--- START ---
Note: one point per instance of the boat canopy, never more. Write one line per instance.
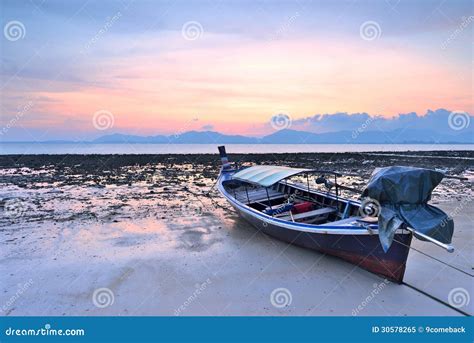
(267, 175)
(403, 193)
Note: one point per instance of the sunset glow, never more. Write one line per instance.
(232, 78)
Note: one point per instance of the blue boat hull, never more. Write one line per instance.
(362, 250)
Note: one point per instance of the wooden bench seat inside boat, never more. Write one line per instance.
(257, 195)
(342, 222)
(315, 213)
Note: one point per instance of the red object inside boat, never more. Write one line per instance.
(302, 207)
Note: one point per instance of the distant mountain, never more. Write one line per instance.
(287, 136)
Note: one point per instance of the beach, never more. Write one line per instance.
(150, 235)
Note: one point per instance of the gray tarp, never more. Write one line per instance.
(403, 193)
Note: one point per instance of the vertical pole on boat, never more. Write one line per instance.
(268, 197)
--- END ---
--- START ---
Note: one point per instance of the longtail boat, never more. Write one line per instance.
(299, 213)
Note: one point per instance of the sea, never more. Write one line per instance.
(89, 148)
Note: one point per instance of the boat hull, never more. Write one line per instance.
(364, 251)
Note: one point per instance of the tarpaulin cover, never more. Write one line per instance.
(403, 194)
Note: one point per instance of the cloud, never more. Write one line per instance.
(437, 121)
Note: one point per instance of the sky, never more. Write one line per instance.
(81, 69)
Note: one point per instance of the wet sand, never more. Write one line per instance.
--- END ---
> [Task to carry out] Please transcribe the records word for word, beginning at the line that contains "Note: one point per instance of the sea, never" and stopping after the line that contains "Note: one point per instance of the wet".

> [Task solution]
Note: one point per instance of the sea, never more. Write one line per instance.
(89, 148)
Note: one point per instance of the boat hull, never more. Write one line per instance.
(364, 251)
Note: one point per instance of the tarpaulin cover, never more. Write one line per instance.
(403, 194)
Note: one point per instance of the cloud, never more. Write one line per instance.
(437, 121)
Note: one point per instance of the sky, never more. Write one line per instance.
(81, 69)
Note: one point per instance of the wet sand, never more. Write one line per instance.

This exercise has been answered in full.